== Passage shown ==
Matt – I laugh.  If you don’t like what I do there are a few other options out there.  Sometimes I get a good suggestion, but if it’s just some random person on the internet saying I should make this or that track again there are a few issues there—1) I probably couldn’t if I wanted to, as I both don’t like and have trouble replicating what I do, and 2) it’s boring as hell to me to repeat myself.  I’ve performed improv comedy for a few decades so doing something in the moment and using that as your inspiration is much more creatively satisfying than making conveyer belt beats.    A lot of artists have done very well for themselves doing that, but I’d strangle myself if that’s what I turned into.  I try and be an alternative to that, and honestly I don’t think much of any artist too afraid (or not creative enough) to push themselves, or refuse to because they don’t want to lose fans by evolving.

 

WSR – You write a few blogs and do podcasts too, what content usually appears in said blogs and does blog writing help you in any way as a person or have you been able to reach out and help others through your blog/podcast?

Matt – I write about everything from booking festivals to smart ways to promote yourself to how to ask someone for a remix.  I’ve done everything from book and promote shows (and a festival for several years) to run a label and make my own music, so I just try and offer practical advice on my blog (http://failingbetter.tumblr.com) to help out people who are starting out.  I’m not one of those people who think too many people are putting out music—maybe there are too many putting out BAD music, but I think being creative is important so I try and show people how they can do things to both not lose their butts and hopefully avoid some common pitfalls in the music industry because they don’t know any better.

My podcast (Caustic’s Detox) was just a great opportunity for me to talk with friends and people I admire about what they do.  I wish I had the time to keep doing it but unfortunately with my schedule it’s just not a possibility at the moment.

 

WSR – Jizzcore was a genre that you made up yourself to poke fun at other bands that were trying to define themselves before others do.  Have there been any other bands who may have entered the Jizzcore genre?
===
Task item a>
Rewrite the interview from "My podcast (Caustic’s" to "at the moment.", replacing "podcast" with "radio show".
== Dataset records ==
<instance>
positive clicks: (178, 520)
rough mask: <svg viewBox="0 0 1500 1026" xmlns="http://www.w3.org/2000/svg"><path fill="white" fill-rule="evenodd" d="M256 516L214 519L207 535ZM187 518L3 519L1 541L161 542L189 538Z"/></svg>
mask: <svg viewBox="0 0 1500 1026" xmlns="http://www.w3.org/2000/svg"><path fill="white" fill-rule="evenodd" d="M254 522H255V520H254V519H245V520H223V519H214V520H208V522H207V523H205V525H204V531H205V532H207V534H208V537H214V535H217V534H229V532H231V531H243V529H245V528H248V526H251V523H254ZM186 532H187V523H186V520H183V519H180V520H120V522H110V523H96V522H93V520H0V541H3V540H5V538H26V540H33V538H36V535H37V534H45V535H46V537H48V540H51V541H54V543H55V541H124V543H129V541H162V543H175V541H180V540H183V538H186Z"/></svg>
===
== Dataset records ==
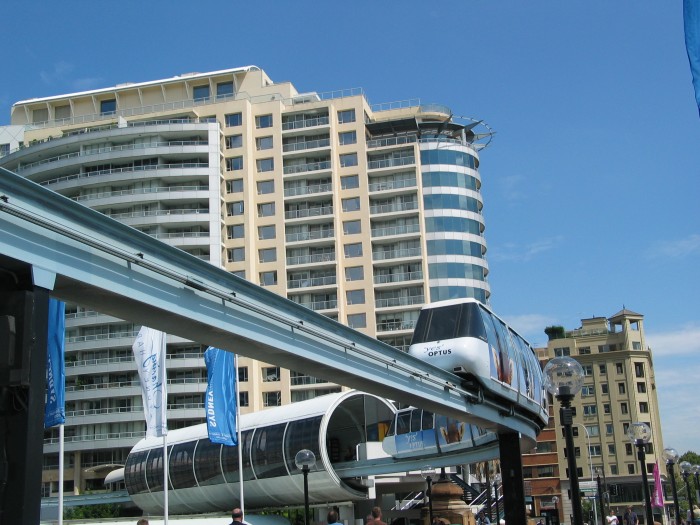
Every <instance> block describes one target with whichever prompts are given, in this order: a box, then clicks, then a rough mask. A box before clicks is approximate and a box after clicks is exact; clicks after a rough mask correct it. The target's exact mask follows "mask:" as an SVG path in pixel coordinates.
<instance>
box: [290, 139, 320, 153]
===
Task item b>
Lay out the record lines from the line with "Every <instance> block" to the line with "box: [290, 139, 320, 153]" as a numbered list, omitting blank lines.

Answer box a>
My radio show (Caustic’s Detox) was just a great opportunity for me to talk with friends and people I admire about what they do.  I wish I had the time to keep doing it but unfortunately with my schedule it’s just not a possibility at the moment.

Answer box b>
1. Every <instance> block describes one target with whichever prompts are given, in this order: a box, then clicks, then a rough mask. A box before clicks is approximate and a box after clicks is exact; clicks after a rough mask correct it. The target's exact mask follows "mask:" as an SVG path in pixel coordinates.
2. <instance>
3. box: [290, 139, 320, 153]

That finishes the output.